Source excerpt ::
►

[Expat-bugs] [ expat-Bugs-768010 ] Extended characters not parsed correctly...

Wed Jul 9 09:32:34 EDT 2003

Bugs item #768010, was opened at 2003-07-08 16:13
Message generated for change (Comment added) made by kwaclaw
You can respond by visiting: 
https://sourceforge.net/tracker/?func=detail&atid=110127&aid=768010&group_id=10127

Category: None
Group: None
>Status: Closed
>Resolution: Rejected
Priority: 5
Submitted By: Tony Palmer (etpalmer)
Assigned to: Nobody/Anonymous (nobody)
Summary: Extended characters not parsed correctly...

Initial Comment:
We have been using the expat parser for a couple years 
and have recently had need for parsing extended 
characters (128-255).  Even though I specify "iso-8859-
1" in my parser create, it still is returning me incorrect 
character data.  I am not sure what I am doing wrong.
I am on a window 2000 platform with 1.95.6 now.

I feed in the following:
<?xml version="1.0" encoding="iso-8859-1"?> 
<MESSAGE>TÖNY</MESSAGE>

What I get out of the parse is (start,character data,
hex of character data, end):
MESSAGE
T&#9500;ûNY
54 ffffffc3 ffffff96 4e 59
MESSAGE

My code is as follows:

void startElement(void *userData, const char *name, 
const char **atts)
{
	printf("%s\n",name);
}

void endElement(void *userData, const char *name)
{
	printf("%s\n",name);
}

void characterData(void *userData, const XML_Char *s, 
int len)
{
	char s2[256000];
	int i;
	strncpy(s2,s,len);
	s2[len]=0;
	printf("%s\n", s2);
	for (i = 0; i < len; ++i)
		printf("%x ",s2[i]);
	printf("\n");
}

void ParseXML(const char* csInput)

◄

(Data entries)
►

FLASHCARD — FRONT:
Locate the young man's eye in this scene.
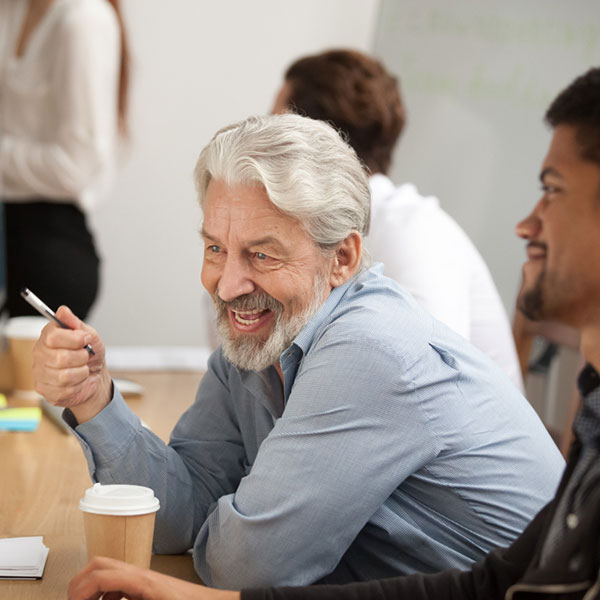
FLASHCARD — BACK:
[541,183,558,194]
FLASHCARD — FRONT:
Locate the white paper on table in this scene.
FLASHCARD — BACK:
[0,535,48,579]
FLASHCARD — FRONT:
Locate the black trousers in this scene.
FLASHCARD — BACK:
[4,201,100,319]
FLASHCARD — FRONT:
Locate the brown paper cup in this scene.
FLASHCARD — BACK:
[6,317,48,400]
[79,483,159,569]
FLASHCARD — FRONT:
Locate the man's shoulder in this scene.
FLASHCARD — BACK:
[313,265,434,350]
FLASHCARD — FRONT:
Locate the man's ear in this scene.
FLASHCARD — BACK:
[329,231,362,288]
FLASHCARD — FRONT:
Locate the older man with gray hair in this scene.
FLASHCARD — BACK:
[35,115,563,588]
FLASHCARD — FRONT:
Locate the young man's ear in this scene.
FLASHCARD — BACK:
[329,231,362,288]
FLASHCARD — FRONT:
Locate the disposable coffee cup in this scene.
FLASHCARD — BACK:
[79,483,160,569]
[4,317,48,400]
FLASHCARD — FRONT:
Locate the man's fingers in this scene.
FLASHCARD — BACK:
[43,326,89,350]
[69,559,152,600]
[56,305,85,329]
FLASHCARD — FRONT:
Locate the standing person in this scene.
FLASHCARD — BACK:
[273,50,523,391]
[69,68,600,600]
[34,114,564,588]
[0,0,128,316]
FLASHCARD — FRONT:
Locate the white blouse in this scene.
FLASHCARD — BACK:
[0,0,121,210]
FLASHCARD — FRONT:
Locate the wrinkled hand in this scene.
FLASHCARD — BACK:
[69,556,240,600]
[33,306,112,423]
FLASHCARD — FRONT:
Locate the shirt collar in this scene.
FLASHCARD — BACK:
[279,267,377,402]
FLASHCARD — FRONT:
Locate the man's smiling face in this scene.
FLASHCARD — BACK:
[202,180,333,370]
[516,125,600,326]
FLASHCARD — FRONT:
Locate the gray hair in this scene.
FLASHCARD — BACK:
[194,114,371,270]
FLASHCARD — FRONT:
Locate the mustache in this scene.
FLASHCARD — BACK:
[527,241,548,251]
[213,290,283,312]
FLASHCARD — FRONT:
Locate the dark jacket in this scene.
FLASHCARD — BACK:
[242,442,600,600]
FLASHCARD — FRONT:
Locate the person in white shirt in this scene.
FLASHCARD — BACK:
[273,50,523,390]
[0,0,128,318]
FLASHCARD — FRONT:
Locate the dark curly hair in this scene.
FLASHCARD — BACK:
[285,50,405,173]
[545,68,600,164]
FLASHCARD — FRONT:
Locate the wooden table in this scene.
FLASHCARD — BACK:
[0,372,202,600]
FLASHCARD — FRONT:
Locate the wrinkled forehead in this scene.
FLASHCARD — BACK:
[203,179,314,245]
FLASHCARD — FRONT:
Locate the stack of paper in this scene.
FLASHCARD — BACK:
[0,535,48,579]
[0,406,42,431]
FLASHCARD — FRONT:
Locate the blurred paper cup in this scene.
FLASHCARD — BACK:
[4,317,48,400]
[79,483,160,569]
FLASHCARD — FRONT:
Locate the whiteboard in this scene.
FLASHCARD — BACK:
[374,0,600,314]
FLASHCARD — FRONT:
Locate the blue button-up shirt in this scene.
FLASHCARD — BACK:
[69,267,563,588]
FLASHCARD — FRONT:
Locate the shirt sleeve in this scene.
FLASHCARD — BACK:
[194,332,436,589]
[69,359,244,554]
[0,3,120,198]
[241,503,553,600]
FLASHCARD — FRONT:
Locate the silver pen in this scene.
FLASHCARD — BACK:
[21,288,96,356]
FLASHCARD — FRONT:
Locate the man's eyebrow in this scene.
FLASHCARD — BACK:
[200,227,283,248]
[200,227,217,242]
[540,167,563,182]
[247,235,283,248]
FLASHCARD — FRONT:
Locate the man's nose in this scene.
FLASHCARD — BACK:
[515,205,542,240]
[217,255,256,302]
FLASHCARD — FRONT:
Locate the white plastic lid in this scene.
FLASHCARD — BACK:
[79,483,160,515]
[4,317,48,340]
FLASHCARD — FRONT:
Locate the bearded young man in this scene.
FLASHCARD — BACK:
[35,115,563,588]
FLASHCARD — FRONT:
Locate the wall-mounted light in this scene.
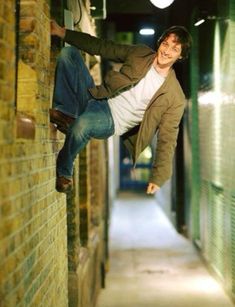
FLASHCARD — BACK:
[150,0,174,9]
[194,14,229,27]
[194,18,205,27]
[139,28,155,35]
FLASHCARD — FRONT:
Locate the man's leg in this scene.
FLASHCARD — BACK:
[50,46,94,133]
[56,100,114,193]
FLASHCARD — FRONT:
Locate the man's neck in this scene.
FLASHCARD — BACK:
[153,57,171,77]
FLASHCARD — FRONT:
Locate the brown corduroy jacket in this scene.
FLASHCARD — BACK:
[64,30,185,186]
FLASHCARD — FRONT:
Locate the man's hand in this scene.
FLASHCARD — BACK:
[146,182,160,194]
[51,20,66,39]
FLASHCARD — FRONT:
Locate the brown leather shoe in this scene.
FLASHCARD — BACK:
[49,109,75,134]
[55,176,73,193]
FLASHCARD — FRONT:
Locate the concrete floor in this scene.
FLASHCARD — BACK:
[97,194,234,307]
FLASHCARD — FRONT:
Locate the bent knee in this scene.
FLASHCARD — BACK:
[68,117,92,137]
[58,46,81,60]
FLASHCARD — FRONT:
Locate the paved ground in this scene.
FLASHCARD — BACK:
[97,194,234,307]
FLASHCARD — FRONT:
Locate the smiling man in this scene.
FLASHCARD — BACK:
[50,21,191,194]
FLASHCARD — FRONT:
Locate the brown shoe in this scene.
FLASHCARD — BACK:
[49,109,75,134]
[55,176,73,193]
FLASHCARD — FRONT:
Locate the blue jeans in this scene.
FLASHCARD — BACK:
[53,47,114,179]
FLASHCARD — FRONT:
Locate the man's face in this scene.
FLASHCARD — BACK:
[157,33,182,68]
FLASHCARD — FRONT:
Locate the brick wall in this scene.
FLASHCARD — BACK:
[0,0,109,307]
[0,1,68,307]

◄

Exercise goal :: Retype a passage of the bug report on extended characters, starting at the words "Wed Jul 9 09:32:34" and ending after the words "to: Nobody/Anonymous (nobody)". The data entries aren't needed for anything here.

Answer to the task ::
Wed Jul 9 09:32:34 EDT 2003

Bugs item #768010, was opened at 2003-07-08 16:13
Message generated for change (Comment added) made by kwaclaw
You can respond by visiting: 
https://sourceforge.net/tracker/?func=detail&atid=110127&aid=768010&group_id=10127

Category: None
Group: None
>Status: Closed
>Resolution: Rejected
Priority: 5
Submitted By: Tony Palmer (etpalmer)
Assigned to: Nobody/Anonymous (nobody)